Records in a dataset
+ + +
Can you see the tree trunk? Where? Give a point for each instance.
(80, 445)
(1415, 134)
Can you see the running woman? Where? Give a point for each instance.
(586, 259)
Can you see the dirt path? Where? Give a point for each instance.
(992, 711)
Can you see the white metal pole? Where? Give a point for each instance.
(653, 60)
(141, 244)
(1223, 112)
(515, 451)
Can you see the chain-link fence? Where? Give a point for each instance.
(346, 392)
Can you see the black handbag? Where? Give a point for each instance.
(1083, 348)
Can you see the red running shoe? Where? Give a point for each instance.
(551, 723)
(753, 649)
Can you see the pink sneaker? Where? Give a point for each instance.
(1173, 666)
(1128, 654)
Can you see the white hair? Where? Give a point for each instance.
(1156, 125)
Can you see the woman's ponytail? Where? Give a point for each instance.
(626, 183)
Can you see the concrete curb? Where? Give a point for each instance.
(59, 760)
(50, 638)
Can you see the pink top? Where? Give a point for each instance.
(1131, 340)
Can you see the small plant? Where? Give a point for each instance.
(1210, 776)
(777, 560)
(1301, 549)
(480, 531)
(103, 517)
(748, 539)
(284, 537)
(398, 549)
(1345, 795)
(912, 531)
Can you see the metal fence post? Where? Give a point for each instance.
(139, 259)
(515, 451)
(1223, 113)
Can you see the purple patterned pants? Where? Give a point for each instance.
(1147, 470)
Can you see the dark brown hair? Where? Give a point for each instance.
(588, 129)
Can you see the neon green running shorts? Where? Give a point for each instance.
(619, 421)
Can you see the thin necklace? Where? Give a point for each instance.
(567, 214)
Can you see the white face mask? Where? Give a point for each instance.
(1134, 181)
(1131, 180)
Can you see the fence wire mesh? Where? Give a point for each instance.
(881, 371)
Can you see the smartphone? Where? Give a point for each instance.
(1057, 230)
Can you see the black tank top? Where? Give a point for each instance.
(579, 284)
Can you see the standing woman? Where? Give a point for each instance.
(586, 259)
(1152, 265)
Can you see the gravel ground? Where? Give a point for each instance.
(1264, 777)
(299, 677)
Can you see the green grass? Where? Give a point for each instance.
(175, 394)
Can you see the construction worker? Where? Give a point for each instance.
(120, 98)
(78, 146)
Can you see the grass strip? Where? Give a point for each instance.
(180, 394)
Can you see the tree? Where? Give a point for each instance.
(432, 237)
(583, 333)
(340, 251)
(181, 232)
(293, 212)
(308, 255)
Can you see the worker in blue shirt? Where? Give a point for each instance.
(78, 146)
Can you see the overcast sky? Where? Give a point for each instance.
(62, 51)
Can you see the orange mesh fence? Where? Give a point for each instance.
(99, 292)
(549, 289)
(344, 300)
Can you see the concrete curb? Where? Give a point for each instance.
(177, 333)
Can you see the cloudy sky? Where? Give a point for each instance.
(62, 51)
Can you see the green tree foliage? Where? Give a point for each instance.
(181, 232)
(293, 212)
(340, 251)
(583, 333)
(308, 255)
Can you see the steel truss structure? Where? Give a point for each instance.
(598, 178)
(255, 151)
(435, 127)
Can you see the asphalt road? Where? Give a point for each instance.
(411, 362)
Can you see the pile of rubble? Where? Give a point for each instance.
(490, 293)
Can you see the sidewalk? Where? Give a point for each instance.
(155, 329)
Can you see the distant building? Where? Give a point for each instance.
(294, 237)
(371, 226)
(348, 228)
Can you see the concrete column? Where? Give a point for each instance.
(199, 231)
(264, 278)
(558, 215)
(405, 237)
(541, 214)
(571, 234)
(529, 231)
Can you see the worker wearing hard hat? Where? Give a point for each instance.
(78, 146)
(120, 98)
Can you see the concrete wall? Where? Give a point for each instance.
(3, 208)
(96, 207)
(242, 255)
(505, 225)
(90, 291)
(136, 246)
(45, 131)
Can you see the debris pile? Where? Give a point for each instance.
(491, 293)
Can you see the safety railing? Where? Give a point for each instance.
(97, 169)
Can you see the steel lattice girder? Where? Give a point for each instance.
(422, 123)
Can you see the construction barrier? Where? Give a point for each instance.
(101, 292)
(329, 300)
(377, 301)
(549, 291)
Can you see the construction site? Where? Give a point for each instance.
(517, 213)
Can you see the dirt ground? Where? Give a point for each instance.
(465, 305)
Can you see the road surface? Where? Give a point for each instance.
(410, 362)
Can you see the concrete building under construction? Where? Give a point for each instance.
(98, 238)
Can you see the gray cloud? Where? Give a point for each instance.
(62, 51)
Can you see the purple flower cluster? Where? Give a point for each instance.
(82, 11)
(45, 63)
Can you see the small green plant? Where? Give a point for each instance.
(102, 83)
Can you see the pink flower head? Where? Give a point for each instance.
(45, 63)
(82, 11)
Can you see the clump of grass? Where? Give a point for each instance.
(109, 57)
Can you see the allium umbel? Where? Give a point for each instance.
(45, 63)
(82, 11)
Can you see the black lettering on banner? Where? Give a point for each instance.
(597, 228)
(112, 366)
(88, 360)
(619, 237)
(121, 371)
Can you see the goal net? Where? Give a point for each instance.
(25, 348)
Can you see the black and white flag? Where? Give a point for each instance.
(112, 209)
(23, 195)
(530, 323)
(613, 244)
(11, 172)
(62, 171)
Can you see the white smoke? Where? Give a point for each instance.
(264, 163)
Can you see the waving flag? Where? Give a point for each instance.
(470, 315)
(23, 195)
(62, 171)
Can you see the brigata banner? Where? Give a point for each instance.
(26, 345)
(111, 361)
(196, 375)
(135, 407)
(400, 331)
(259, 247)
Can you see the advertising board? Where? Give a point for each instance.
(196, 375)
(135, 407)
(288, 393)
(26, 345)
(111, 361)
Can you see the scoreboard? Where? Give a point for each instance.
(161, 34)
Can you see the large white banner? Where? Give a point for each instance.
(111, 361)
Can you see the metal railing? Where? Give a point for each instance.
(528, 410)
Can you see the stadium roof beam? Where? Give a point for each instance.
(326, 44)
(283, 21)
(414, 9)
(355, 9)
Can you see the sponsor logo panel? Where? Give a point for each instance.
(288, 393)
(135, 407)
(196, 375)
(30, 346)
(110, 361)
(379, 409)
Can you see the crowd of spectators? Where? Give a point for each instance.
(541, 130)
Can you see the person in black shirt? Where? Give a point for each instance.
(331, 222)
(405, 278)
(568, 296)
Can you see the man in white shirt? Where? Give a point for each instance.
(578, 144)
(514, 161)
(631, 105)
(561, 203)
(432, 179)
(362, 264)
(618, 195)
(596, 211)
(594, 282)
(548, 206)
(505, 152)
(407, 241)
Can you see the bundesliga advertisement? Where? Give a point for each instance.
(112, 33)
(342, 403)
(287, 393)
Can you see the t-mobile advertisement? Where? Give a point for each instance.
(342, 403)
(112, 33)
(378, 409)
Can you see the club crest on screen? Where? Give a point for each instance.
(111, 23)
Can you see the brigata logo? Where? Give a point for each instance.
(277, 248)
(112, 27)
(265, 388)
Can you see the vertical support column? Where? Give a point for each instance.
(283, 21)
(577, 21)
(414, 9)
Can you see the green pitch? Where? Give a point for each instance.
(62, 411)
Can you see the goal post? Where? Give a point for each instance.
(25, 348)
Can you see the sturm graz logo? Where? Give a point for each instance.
+ + +
Exercise aim
Copy every one of the records above word for word, keeping each line unchanged.

Answer in full
Can you see the tree trunk? Where? Give a point for each instance.
(80, 445)
(1415, 134)
Can you see the running woman? Where? Give a point for each instance.
(586, 259)
Can you see the dirt path? Where? Give a point for each instance.
(992, 711)
Can you see the white metal pole? Where? Give a point for each instance.
(653, 60)
(141, 244)
(1223, 112)
(515, 451)
Can you see the chain-link fence? Where? Give a point for each instance.
(346, 392)
Can you see the black handbag? Where? Give a point for each instance.
(1083, 348)
Can you see the red running shoe? Where? Give a point for each instance.
(551, 723)
(753, 649)
Can you see the pink sneaker? Where? Give a point for each instance.
(1173, 666)
(1128, 654)
Can you see the white hair? Where? Give a point for each instance.
(1156, 125)
Can you see the woman's ponytail? Where? Give a point for each instance.
(626, 183)
Can you see the concrete curb? Where? Give a point for each instance.
(59, 760)
(50, 638)
Can you see the pink top? Where? Give a point for each instance.
(1131, 340)
Can you see the small plant? Where? Give a point for each instance.
(1210, 776)
(777, 560)
(1301, 549)
(480, 531)
(103, 517)
(748, 539)
(284, 537)
(398, 549)
(1345, 795)
(912, 531)
Can you see the metal fence post? Where? Give a point for each instance.
(139, 259)
(515, 451)
(1223, 113)
Can you see the purple patterned pants? Where? Give a point for each instance.
(1147, 470)
Can you see the dark brown hair? Where? Give a point for each instance.
(588, 129)
Can you see the neon green running shorts? Where? Give a point for each instance.
(619, 421)
Can you see the thin necklace? Where? Give a point for each instance.
(567, 214)
Can you see the white face mask? Where? Give a point for each instance.
(1134, 181)
(1131, 180)
Can you see the fence wire mesh? Where? Give a point for each instance.
(881, 371)
Can you see the smartphone? Where? Give a point for each instance.
(1057, 230)
Can you see the black tank top? Where? Give a point for each instance.
(579, 284)
Can you see the standing woman? Where? Give a point for each instance.
(586, 259)
(1152, 265)
Can you see the gravel ground? Where? Give a point for each instance.
(1264, 777)
(299, 677)
Can you see the green grass? Where? Give a point for each instance.
(175, 394)
Can you see the construction worker? Where? Give a point for each instance.
(120, 98)
(78, 146)
Can you see the grass strip? Where? Give a point for each instance.
(180, 394)
Can you see the tree? Where? Give a point for each instance.
(432, 237)
(583, 333)
(340, 251)
(181, 232)
(293, 212)
(308, 255)
Can you see the worker in blue shirt? Where? Give a point for each instance.
(78, 146)
Can you see the overcast sky? Where? Give a point for each instance.
(62, 51)
Can you see the orange mesh fence? Where? Give a point for each instance.
(99, 292)
(549, 289)
(344, 300)
Can you see the concrete curb? Where? Give a point for each instance.
(177, 333)
Can you see the cloudy sky? Where? Give a point for each instance.
(62, 51)
Can you see the green tree foliage? Where? Give a point for each instance.
(181, 232)
(293, 212)
(340, 251)
(583, 333)
(308, 255)
Can you see the steel truss structure? Where? Give a point for each instance.
(598, 178)
(255, 151)
(435, 127)
Can you see the asphalt road? Where? Give a point for each instance.
(411, 362)
Can you see the pile of rubble? Where? Give a point for each instance.
(490, 293)
Can you see the sidewalk? Where? Give a point for each instance.
(155, 329)
Can you see the distant building? Where? Give a point for each instance.
(294, 237)
(371, 226)
(348, 228)
Can you see the concrete column? Where? Give a point for each instance.
(199, 231)
(264, 278)
(558, 215)
(405, 237)
(541, 214)
(571, 234)
(529, 231)
Can you see the worker wearing hard hat? Where? Give a point for each instance.
(78, 146)
(120, 98)
Can you see the concrete wall? Where? Give a point for each instance.
(3, 208)
(96, 207)
(242, 255)
(505, 225)
(90, 291)
(136, 246)
(45, 131)
Can you see the debris pile? Where? Give a point for each instance.
(491, 293)
Can you see the safety railing? Where? Give a point for each instance.
(97, 169)
Can you see the steel lattice girder? Where? Give a point for each instance.
(422, 123)
Can you see the construction barrier? Where? Give a point for each instance.
(101, 292)
(329, 300)
(377, 301)
(549, 291)
Can you see the construction site? Where? Give a point for each instance.
(517, 213)
Can you see the dirt ground? Where? Give a point for each instance.
(465, 305)
Can you see the road surface? Where? Give a point for each instance.
(410, 362)
Can you see the concrete building under construction? Where? Give a point for each instance.
(98, 238)
Can you see the gray cloud? Where? Give a point for each instance.
(62, 51)
Can you see the purple flower cluster? Where? Give a point for each instance.
(82, 11)
(45, 63)
Can you see the small green plant? Where? Give a point for each instance.
(102, 83)
Can you see the pink flower head? Where? Give a point for each instance.
(45, 63)
(82, 11)
Can you see the clump of grass? Where? Give a point for each instance.
(109, 57)
Can you see the allium umbel? Where? Give a point for each instance.
(45, 63)
(82, 11)
Can you see the black lettering on banner? Where? Give a point for each instance.
(597, 228)
(112, 366)
(88, 360)
(619, 237)
(121, 371)
Can you see the goal net? Where? Give a point for each instance.
(25, 348)
Can you see the black and white flag? Where? Give a point for each instance.
(112, 209)
(23, 195)
(530, 323)
(613, 244)
(11, 172)
(62, 171)
Can you see the white smoke? Where? Give a point for each instance.
(264, 163)
Can you see the waving flag? Where? Give a point for each instance.
(470, 315)
(23, 195)
(62, 171)
Can you see the brigata banner? Where? Give a point for each instance.
(26, 345)
(111, 361)
(196, 375)
(135, 407)
(400, 331)
(259, 247)
Can you see the advertising board? Where? Give a point for each instance.
(196, 375)
(135, 407)
(288, 393)
(26, 345)
(111, 361)
Can you see the scoreboard? Where? Give a point for each instance.
(161, 34)
Can you see the large white banner? Where? Give a point for each instance.
(111, 361)
Can you see the metal railing? Where? Give a point for each instance.
(528, 410)
Can you see the stadium roof beam? Where? Give a point for each instance.
(326, 44)
(283, 21)
(414, 9)
(355, 9)
Can you see the sponsor logo panel? Where? Give a point for each instance.
(288, 393)
(135, 407)
(196, 375)
(30, 346)
(110, 361)
(379, 409)
Can you see the crowd of spectators? Where? Give a point for each instance.
(541, 130)
Can you see the person in black shirt? Where? Give a point for each instance.
(331, 222)
(405, 278)
(568, 296)
Can you see the man in white shirt? Where? Give a point for each instance.
(578, 144)
(514, 161)
(631, 105)
(561, 203)
(432, 179)
(362, 264)
(618, 195)
(596, 211)
(594, 282)
(548, 206)
(505, 152)
(407, 241)
Can you see the bundesliga advertisement? Where? Give a point for each instance.
(112, 33)
(342, 403)
(287, 393)
Can you see the t-mobile advertisement? Where? Give a point for each instance.
(342, 403)
(112, 33)
(378, 409)
Can you see the club crest on screen? Where? Give a point for each instance.
(111, 23)
Can you see the brigata logo? Where? Give a point for each instance.
(277, 248)
(112, 27)
(265, 388)
Can you see the vertical support column? Where? Give a point for each instance.
(283, 21)
(577, 21)
(414, 9)
Can you see the green pitch? Where? Give a point for each instance.
(62, 411)
Can you see the goal post? Where? Give a point for each instance.
(25, 348)
Can you see the sturm graz logo? Where? Give a point for each instance.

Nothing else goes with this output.